• Exercise prompt:
Revise the records from the line containing "Audit flag: the hazy" through the line containing "[257, 533, 293, 637]" by swapping "black handbag" for "leather handbag", with all other text left as is. Output only those lines.

++++ Supplied data ++++

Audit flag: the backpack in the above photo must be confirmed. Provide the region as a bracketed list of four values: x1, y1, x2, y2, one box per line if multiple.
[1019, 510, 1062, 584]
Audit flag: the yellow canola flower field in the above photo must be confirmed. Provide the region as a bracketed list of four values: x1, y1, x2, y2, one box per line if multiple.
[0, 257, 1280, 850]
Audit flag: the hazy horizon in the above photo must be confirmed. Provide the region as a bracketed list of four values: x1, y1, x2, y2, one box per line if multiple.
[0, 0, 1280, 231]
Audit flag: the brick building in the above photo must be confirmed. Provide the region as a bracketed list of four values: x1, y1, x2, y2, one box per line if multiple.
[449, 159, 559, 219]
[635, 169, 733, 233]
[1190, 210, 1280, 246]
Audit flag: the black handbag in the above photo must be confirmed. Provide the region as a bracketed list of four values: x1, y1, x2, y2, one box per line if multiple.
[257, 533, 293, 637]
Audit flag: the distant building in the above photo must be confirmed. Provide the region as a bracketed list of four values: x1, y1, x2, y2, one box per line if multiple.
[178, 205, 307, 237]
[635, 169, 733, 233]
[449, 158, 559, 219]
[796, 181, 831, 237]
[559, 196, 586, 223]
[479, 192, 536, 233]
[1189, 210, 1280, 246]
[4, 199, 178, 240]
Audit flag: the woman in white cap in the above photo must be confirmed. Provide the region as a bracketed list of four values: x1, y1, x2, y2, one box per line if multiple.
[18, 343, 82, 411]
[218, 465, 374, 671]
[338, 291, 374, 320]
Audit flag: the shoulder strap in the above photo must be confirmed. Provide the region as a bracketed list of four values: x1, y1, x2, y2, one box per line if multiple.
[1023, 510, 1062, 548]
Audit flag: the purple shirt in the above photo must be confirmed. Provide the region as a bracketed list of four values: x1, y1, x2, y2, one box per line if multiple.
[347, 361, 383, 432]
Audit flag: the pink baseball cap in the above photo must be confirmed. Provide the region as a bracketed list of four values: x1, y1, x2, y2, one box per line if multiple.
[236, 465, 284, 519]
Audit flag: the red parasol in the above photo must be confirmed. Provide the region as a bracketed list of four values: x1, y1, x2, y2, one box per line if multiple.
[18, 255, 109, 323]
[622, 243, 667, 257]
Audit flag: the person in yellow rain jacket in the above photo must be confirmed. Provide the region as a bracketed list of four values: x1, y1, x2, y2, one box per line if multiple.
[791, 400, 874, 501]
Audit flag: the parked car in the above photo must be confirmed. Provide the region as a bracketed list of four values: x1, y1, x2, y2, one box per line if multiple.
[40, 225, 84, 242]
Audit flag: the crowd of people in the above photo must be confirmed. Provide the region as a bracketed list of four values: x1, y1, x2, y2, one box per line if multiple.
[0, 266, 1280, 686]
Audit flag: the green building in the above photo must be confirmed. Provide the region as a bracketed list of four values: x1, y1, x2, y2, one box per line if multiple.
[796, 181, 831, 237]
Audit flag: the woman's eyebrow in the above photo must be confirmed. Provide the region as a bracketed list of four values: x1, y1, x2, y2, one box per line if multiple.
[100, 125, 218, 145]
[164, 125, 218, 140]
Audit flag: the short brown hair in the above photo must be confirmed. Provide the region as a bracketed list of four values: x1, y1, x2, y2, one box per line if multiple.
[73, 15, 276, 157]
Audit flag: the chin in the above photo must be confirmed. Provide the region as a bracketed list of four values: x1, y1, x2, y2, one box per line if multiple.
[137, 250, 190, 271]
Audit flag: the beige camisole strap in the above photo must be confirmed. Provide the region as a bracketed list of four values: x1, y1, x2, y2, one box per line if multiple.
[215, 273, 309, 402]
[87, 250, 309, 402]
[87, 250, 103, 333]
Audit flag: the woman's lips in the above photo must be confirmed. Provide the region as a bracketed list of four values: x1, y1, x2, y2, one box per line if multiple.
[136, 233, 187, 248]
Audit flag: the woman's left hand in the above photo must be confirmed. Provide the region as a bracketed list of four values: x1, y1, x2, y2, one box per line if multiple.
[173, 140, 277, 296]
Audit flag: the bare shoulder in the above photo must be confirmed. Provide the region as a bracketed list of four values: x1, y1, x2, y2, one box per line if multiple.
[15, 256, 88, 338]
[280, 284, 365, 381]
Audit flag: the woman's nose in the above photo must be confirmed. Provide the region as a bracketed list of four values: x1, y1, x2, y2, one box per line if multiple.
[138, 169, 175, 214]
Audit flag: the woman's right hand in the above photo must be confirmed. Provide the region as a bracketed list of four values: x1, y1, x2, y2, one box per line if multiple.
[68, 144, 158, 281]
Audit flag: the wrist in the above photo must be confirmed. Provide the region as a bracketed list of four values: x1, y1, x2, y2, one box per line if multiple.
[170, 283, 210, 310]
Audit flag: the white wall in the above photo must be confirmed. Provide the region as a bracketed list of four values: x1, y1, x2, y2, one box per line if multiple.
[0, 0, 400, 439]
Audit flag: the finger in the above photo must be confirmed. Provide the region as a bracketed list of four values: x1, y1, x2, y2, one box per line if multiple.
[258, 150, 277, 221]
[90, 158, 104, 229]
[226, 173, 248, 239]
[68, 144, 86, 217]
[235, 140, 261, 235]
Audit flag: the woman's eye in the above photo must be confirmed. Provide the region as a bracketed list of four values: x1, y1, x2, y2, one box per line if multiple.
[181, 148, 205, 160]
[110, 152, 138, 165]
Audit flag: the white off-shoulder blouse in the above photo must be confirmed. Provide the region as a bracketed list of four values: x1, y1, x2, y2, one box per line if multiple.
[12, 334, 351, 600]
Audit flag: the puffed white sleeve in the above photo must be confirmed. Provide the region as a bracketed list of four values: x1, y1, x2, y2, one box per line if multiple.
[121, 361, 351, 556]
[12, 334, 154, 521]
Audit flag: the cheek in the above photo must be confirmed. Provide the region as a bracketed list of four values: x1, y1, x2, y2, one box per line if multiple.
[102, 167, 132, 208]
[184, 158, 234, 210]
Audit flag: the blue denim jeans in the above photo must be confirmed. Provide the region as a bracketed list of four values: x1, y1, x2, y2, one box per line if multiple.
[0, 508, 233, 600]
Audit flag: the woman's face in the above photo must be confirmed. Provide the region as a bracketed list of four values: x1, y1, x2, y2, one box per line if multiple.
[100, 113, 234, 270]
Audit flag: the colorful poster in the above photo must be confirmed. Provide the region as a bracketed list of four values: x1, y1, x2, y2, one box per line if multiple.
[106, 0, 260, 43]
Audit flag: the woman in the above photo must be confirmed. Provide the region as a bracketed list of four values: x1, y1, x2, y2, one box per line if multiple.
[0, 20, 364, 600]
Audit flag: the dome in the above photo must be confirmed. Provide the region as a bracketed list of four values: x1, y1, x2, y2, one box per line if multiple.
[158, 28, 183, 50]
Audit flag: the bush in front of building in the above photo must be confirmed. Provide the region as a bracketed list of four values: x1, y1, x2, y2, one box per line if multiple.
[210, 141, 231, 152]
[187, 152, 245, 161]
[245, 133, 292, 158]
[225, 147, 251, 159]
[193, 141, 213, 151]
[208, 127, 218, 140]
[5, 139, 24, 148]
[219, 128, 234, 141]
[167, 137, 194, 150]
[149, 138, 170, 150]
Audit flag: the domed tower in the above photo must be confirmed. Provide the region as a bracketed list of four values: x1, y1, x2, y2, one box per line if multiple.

++++

• Solution for this task:
Audit flag: the hazy horizon in the above photo must be confirmed. Provide the region as a bracketed list of four values: x1, y1, x2, y2, one box per line if multiple.
[0, 0, 1280, 231]
Audit flag: the brick building in the above photo must be confirmed. Provide the region as a bracketed list of four values: x1, y1, x2, y2, one box per line if multiple.
[449, 159, 559, 219]
[635, 169, 733, 233]
[1190, 210, 1280, 246]
Audit flag: the leather handbag in the above photo must be confirmed. Provide the region as a bracketed list of four values: x1, y1, x2, y2, one box per line if multiple.
[257, 533, 293, 637]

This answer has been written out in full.